** Teks Kajian **
- - -

Sebuah istilah mempesona yang selama ini disematkan kepada gerakan mahasiswa. Mempesona karena berbicara tentang moral, berbicara tentang suara hati yang senantiasa merefleksikan kebenaran universal, menolak segala bentuk pelanggaran HAM, penindasan, kesewenang-wenangan, kedzaliman, dan otoritarianisme kekuasaan. Suara hati inilah yang memberi energi konstan dan kontinyu bagi pergerakan mahasiswa. Ya, kekuatan moral adalah kekuatan abadi yang takkan pernah mati selama masih ada manusia yang jujur dengan nuraninya.

Dulu di dalam mitologi Yunani ada seorang dewa yang paling filantropis, pelayan umat manusia sekaligus figur bagi mereka yang sakit akibat penderitaan. Berangkat dari peristiwa tersebut hari ini banyak yang memegang kekuasaan dan seolah-olah ingin mendeskripsikan diri mereka seperti dewa padahal sejatinya mereka adalah hama.

Kau, mahasiswa paling banyak harus selalu berteriak. Tahu kau mengapa di juluki sebagai penyambung lidah rakyat? Karena kau selalu tahu apa yang dibutuhkan, dirasakan, diderita, oleh rakyat. Suara perlawananmu atas tirani kekuasaan takkan pernah padam ditelan zaman, akan abadi, sampai jauh, jauh di kemudian hari.

Kekuasaan tidak pernah serius mengatasi konflik, baik konflik horizontal ataupun konflik vertikal yang melebar luas dengan berbagai problematika setiap harinya. Sehingga itulah, yang menafasi gerak perjuangan mahasiswa dalam membongkar kebusukan kekuasaan yang bersembunyi di balik kebhinekaan.

- - -

** Materi yang Ditampilkan **
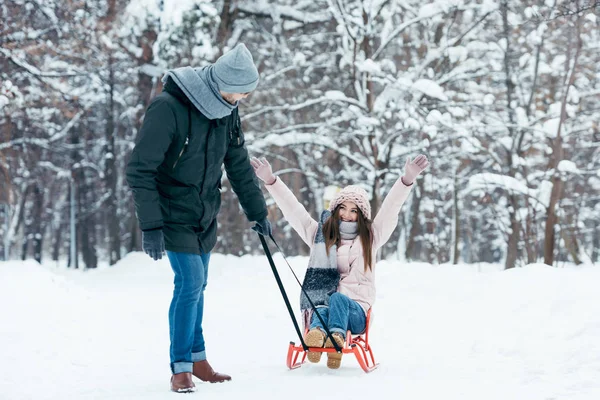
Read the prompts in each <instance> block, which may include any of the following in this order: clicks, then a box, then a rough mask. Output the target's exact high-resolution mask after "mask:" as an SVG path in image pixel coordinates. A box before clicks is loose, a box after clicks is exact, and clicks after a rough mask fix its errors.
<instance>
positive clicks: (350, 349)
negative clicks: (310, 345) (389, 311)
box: [286, 310, 379, 373]
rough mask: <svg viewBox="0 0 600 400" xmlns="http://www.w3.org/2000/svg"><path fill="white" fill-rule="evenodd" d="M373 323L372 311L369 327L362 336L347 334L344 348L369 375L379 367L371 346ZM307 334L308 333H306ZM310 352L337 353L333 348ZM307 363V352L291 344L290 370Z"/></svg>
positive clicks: (290, 344)
mask: <svg viewBox="0 0 600 400" xmlns="http://www.w3.org/2000/svg"><path fill="white" fill-rule="evenodd" d="M370 321H371V310H369V312H368V313H367V327H366V329H365V331H364V332H363V333H361V334H360V335H352V334H351V333H350V331H348V332H347V333H346V342H345V343H344V347H342V349H341V350H342V353H343V354H354V356H355V357H356V361H358V364H359V365H360V367H361V368H362V369H363V371H365V372H367V373H369V372H371V371H373V370H374V369H375V368H377V367H378V366H379V364H377V363H376V362H375V357H374V356H373V349H371V346H370V345H369V325H370ZM304 333H305V334H306V332H304ZM308 351H314V352H320V353H335V352H336V350H335V349H334V348H332V347H328V348H324V347H309V349H308ZM305 361H306V351H304V348H303V347H302V346H296V344H295V343H294V342H290V345H289V347H288V354H287V361H286V363H287V366H288V368H289V369H296V368H300V367H301V366H302V364H304V362H305Z"/></svg>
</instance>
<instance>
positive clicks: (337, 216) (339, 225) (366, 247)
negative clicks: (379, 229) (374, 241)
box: [323, 206, 373, 272]
mask: <svg viewBox="0 0 600 400" xmlns="http://www.w3.org/2000/svg"><path fill="white" fill-rule="evenodd" d="M357 209H358V219H357V222H358V236H359V237H360V243H361V244H362V248H363V260H364V262H365V272H367V268H368V269H370V270H372V269H373V267H372V266H371V262H372V261H373V260H372V258H373V251H372V250H373V233H372V231H371V224H372V222H371V221H370V220H368V219H366V218H365V217H364V215H363V213H362V211H361V210H360V208H358V207H357ZM323 236H325V248H326V249H327V254H329V248H330V247H331V246H333V245H334V244H335V245H337V246H338V247H339V244H340V238H341V236H340V206H337V207H336V208H335V210H333V213H332V214H331V217H329V218H328V219H327V221H325V223H324V224H323Z"/></svg>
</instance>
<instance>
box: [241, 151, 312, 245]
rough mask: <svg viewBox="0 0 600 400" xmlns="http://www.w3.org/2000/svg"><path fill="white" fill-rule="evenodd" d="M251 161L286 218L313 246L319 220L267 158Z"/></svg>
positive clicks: (261, 180)
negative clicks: (285, 182)
mask: <svg viewBox="0 0 600 400" xmlns="http://www.w3.org/2000/svg"><path fill="white" fill-rule="evenodd" d="M250 163H251V164H252V167H253V168H254V172H255V173H256V176H257V177H258V178H259V179H260V180H261V181H263V182H264V183H265V187H266V188H267V190H268V191H269V193H270V194H271V196H272V197H273V199H274V200H275V203H277V206H278V207H279V209H280V210H281V212H282V213H283V216H284V217H285V219H286V220H287V221H288V222H289V223H290V225H291V226H292V228H294V230H295V231H296V232H298V234H299V235H300V237H301V238H302V240H303V241H304V243H306V244H307V245H308V246H310V247H312V245H313V241H314V237H315V233H316V232H317V226H318V224H317V221H315V220H314V219H313V218H312V217H311V216H310V214H309V213H308V211H306V208H304V206H303V205H302V204H300V202H299V201H298V199H296V196H294V194H293V193H292V191H291V190H290V189H289V188H288V187H287V186H286V185H285V183H283V181H282V180H281V179H279V178H276V177H275V175H273V171H272V169H271V165H270V164H269V162H268V161H267V160H266V159H264V158H262V159H261V160H259V159H258V158H252V160H250Z"/></svg>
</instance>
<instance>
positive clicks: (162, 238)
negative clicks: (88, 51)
mask: <svg viewBox="0 0 600 400" xmlns="http://www.w3.org/2000/svg"><path fill="white" fill-rule="evenodd" d="M142 249H144V252H146V254H148V255H149V256H150V257H152V258H153V259H154V260H160V259H161V258H162V256H163V254H164V253H165V236H164V235H163V233H162V229H152V230H149V231H142Z"/></svg>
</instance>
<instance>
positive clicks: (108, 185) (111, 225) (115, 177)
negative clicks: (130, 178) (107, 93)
mask: <svg viewBox="0 0 600 400" xmlns="http://www.w3.org/2000/svg"><path fill="white" fill-rule="evenodd" d="M108 68H109V71H108V74H109V78H108V88H109V89H108V110H107V118H106V131H105V139H106V145H105V149H104V162H105V166H104V175H105V178H104V181H105V184H106V189H107V190H108V191H110V193H111V195H110V196H108V198H107V200H106V215H107V221H106V224H107V228H108V260H109V261H108V263H109V265H114V264H116V263H117V261H119V260H120V259H121V230H120V227H119V216H118V210H117V195H118V192H117V171H116V168H115V165H116V156H117V155H116V154H115V134H116V126H115V101H114V90H115V74H114V65H113V59H112V55H109V61H108Z"/></svg>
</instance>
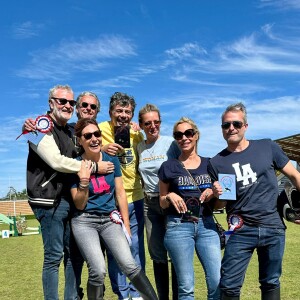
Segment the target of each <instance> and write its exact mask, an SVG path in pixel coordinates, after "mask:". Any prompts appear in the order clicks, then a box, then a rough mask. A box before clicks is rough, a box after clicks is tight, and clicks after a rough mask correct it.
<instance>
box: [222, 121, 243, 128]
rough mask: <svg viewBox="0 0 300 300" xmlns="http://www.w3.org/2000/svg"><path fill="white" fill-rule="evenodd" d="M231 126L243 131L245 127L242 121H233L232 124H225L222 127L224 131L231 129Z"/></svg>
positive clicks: (222, 124) (228, 123) (232, 121)
mask: <svg viewBox="0 0 300 300" xmlns="http://www.w3.org/2000/svg"><path fill="white" fill-rule="evenodd" d="M231 124H232V125H233V127H234V128H235V129H241V128H242V127H243V125H245V124H244V123H243V122H241V121H232V122H224V123H223V124H222V125H221V127H222V129H229V128H230V126H231Z"/></svg>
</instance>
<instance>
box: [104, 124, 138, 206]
mask: <svg viewBox="0 0 300 300" xmlns="http://www.w3.org/2000/svg"><path fill="white" fill-rule="evenodd" d="M99 128H100V130H101V131H102V144H103V145H107V144H111V143H114V142H115V141H114V129H113V125H112V123H111V121H105V122H102V123H100V124H99ZM143 139H144V137H143V134H142V133H141V132H139V131H134V130H132V129H130V146H131V148H125V149H124V151H123V152H120V153H117V157H118V158H119V161H120V164H121V171H122V179H123V185H124V188H125V191H126V196H127V201H128V203H131V202H133V201H136V200H140V199H143V198H144V194H143V189H142V184H141V177H140V175H139V173H138V165H139V162H138V154H137V149H136V146H137V144H138V143H139V142H141V141H142V140H143Z"/></svg>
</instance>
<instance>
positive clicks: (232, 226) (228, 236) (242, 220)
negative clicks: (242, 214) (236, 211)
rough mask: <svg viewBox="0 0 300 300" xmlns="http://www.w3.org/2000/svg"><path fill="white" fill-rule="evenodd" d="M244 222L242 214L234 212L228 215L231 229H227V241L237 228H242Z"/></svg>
mask: <svg viewBox="0 0 300 300" xmlns="http://www.w3.org/2000/svg"><path fill="white" fill-rule="evenodd" d="M243 224H244V221H243V219H242V217H241V216H239V215H235V214H232V215H230V216H229V217H228V227H229V230H227V231H225V232H224V233H225V237H226V242H227V240H228V239H229V237H230V236H231V235H232V234H234V232H235V230H237V229H239V228H241V227H242V226H243Z"/></svg>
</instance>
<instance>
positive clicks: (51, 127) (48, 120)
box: [16, 115, 53, 140]
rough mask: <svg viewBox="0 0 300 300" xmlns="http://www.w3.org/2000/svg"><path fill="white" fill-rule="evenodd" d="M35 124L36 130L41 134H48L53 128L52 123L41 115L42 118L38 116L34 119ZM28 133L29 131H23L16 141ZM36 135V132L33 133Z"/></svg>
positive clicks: (25, 130) (52, 124) (47, 118)
mask: <svg viewBox="0 0 300 300" xmlns="http://www.w3.org/2000/svg"><path fill="white" fill-rule="evenodd" d="M35 124H36V130H37V131H39V132H41V133H48V132H49V131H51V130H52V128H53V122H52V120H51V119H50V117H49V116H47V115H42V116H38V117H37V118H36V119H35ZM27 133H29V131H27V130H24V131H23V132H22V133H21V134H20V135H19V136H18V137H17V138H16V140H17V139H18V138H19V137H20V136H21V135H23V134H27ZM33 133H35V134H36V135H37V132H36V131H35V132H33Z"/></svg>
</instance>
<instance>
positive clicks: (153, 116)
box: [140, 111, 161, 143]
mask: <svg viewBox="0 0 300 300" xmlns="http://www.w3.org/2000/svg"><path fill="white" fill-rule="evenodd" d="M160 123H161V121H160V118H159V114H158V112H157V111H151V112H148V113H145V114H143V115H142V117H141V122H140V127H141V128H142V129H143V130H144V132H145V134H146V138H147V141H148V142H150V143H151V142H154V141H156V140H157V139H158V138H159V132H160Z"/></svg>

- - -

** Tujuan Latihan **
Menurut teks kajian, apa yang memberi energi konstan dan kontinyu bagi pergerakan mahasiswa? Tolong jawab dalam satu kalimat. Gunakan teks kajian saja sebagai dasar jawaban.

** Penyelesaian Soal **
Suara hati yang senantiasa merefleksikan kebenaran universal memberi energi konstan dan kontinyu bagi pergerakan mahasiswa.